Provided records:
☆ ☆ ☆

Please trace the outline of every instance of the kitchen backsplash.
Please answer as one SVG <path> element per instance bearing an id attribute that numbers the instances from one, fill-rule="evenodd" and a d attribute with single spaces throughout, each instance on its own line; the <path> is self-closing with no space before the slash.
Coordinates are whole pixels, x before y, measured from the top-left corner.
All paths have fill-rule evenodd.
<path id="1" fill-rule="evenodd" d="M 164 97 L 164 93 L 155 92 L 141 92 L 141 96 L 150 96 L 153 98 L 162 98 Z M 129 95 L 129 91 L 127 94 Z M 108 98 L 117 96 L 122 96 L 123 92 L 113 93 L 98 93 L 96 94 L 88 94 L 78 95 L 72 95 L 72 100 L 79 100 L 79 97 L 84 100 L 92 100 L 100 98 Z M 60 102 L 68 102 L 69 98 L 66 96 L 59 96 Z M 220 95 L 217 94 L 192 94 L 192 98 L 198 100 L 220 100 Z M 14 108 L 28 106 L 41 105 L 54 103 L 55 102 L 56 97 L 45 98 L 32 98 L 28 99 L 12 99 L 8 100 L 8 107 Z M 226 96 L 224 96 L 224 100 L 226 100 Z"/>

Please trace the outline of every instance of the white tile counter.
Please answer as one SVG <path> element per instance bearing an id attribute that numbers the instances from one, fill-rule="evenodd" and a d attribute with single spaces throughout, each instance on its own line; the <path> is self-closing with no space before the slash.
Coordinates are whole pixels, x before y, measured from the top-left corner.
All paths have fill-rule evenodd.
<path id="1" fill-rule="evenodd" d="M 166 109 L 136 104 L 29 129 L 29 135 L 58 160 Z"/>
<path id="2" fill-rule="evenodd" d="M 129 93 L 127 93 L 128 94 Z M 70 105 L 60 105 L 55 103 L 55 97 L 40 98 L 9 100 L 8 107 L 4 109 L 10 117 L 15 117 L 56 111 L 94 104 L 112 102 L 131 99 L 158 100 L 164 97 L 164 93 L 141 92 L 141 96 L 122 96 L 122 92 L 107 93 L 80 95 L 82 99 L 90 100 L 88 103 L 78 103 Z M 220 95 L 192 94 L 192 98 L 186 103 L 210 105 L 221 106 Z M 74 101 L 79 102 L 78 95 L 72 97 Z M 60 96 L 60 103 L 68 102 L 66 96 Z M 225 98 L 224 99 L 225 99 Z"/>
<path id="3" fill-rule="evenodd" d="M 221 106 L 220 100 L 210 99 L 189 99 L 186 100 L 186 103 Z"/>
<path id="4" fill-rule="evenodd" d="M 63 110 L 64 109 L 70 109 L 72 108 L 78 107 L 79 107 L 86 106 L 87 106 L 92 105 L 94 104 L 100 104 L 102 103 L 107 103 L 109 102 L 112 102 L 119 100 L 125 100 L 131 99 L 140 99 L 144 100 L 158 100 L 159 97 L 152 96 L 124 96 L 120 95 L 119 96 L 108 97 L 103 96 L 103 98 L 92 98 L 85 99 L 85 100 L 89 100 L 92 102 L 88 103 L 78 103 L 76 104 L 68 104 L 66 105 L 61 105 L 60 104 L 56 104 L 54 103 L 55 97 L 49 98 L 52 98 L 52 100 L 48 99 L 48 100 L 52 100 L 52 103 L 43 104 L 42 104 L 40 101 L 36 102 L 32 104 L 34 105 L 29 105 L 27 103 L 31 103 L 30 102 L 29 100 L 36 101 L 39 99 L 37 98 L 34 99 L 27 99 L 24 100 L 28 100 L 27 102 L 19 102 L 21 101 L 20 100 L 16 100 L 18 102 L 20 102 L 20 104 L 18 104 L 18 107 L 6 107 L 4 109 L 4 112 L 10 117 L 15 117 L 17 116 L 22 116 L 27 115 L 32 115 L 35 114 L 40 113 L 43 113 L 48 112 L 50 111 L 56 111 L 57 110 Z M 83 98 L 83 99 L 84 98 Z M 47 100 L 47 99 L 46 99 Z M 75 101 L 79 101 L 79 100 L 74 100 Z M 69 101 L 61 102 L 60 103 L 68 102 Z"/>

☆ ☆ ☆

Task:
Copy out the listing word for word, from the line with "Please trace the outline of every instance of the white" up to and including the line with "166 109 L 136".

Exercise result:
Please trace the outline of every instance of the white tile counter.
Please answer as one SVG <path> element per instance bearing an id attribute that numbers the instances from one, fill-rule="evenodd" and a d attribute with single spaces throughout, each instance on its own line; the <path> is self-closing with no space before the slash.
Coordinates are whole pixels, x before y, measured from the top-left corner.
All paths have fill-rule evenodd.
<path id="1" fill-rule="evenodd" d="M 166 109 L 136 104 L 29 129 L 29 135 L 58 160 Z"/>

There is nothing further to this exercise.